[Exercise materials]:
(begin)
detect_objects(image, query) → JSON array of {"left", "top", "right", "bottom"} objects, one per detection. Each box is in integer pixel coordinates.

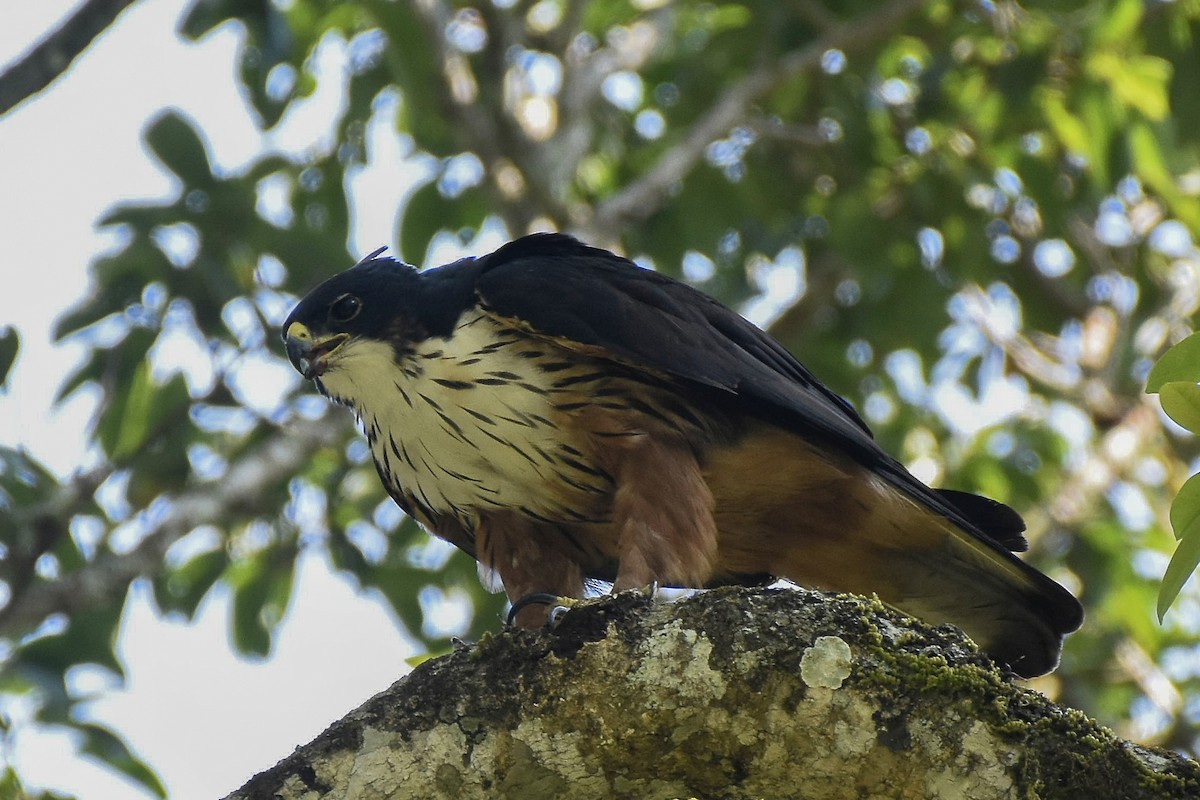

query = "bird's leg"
[
  {"left": 475, "top": 512, "right": 583, "bottom": 627},
  {"left": 612, "top": 435, "right": 716, "bottom": 591}
]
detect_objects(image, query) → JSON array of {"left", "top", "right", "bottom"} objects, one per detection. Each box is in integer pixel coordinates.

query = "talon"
[{"left": 504, "top": 591, "right": 562, "bottom": 627}]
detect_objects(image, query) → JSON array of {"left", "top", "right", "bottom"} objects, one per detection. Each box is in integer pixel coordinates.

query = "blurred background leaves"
[{"left": 0, "top": 0, "right": 1200, "bottom": 794}]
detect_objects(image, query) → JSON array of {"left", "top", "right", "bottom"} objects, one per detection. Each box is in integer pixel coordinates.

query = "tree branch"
[
  {"left": 227, "top": 589, "right": 1200, "bottom": 800},
  {"left": 581, "top": 0, "right": 924, "bottom": 241},
  {"left": 0, "top": 0, "right": 133, "bottom": 115},
  {"left": 0, "top": 413, "right": 349, "bottom": 637}
]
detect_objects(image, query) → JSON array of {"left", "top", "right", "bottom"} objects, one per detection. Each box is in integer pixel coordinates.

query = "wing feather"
[{"left": 475, "top": 234, "right": 1079, "bottom": 630}]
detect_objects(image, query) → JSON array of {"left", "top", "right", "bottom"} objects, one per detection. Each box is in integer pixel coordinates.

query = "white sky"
[{"left": 0, "top": 0, "right": 429, "bottom": 800}]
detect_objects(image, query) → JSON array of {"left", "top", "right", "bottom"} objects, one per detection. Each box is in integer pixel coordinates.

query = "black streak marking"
[
  {"left": 433, "top": 378, "right": 475, "bottom": 391},
  {"left": 554, "top": 372, "right": 605, "bottom": 389},
  {"left": 462, "top": 405, "right": 496, "bottom": 425},
  {"left": 391, "top": 380, "right": 413, "bottom": 408}
]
(end)
[Written exercise]: Reproduce every item above verbatim, with the pictures left out of your answer.

[Written answer]:
detect_objects(image, query) → JSON array of {"left", "top", "right", "bottom"} objects, one per detection. Each box is in integer pixel coordinates.


query = "bird's leg"
[
  {"left": 475, "top": 512, "right": 583, "bottom": 627},
  {"left": 612, "top": 435, "right": 716, "bottom": 591}
]
detect_objects(image, query) → JSON array of {"left", "top", "right", "bottom"} objects, one per detection. Each box is in integer pixel coordinates.

query = "talon"
[{"left": 504, "top": 591, "right": 562, "bottom": 627}]
detect_objects(image, query) → JSON array of {"left", "top", "right", "bottom"} objects, one per detection. Each box is in integer pixel coordinates.

query = "blurred background leaves"
[{"left": 0, "top": 0, "right": 1200, "bottom": 794}]
detect_objects(image, query) → JSON array of {"left", "top", "right", "bottom"} objects, one per detection. Each box is in integer pixel coordinates.

query = "tree branch"
[
  {"left": 227, "top": 589, "right": 1200, "bottom": 800},
  {"left": 581, "top": 0, "right": 924, "bottom": 241},
  {"left": 0, "top": 0, "right": 133, "bottom": 115},
  {"left": 0, "top": 413, "right": 349, "bottom": 637}
]
detect_objects(image, query) → JSON array of {"left", "top", "right", "bottom"} objects, one per detection. Each box is in integer pixel coordinates.

query = "wing feather"
[{"left": 475, "top": 234, "right": 1079, "bottom": 630}]
detect_objects(image, query) → JSON array of {"left", "top", "right", "bottom"} objects, one per detection. Each box is in integer pixel coordinates.

query = "white sky"
[{"left": 0, "top": 0, "right": 429, "bottom": 800}]
detect_objects(image, query) → JSON array of {"left", "top", "right", "bottom"} objects, one per detection. Each box is in integer pixel coordinates.

query = "black streak marking"
[
  {"left": 433, "top": 378, "right": 475, "bottom": 391},
  {"left": 554, "top": 372, "right": 605, "bottom": 389},
  {"left": 462, "top": 405, "right": 496, "bottom": 425},
  {"left": 391, "top": 380, "right": 413, "bottom": 408}
]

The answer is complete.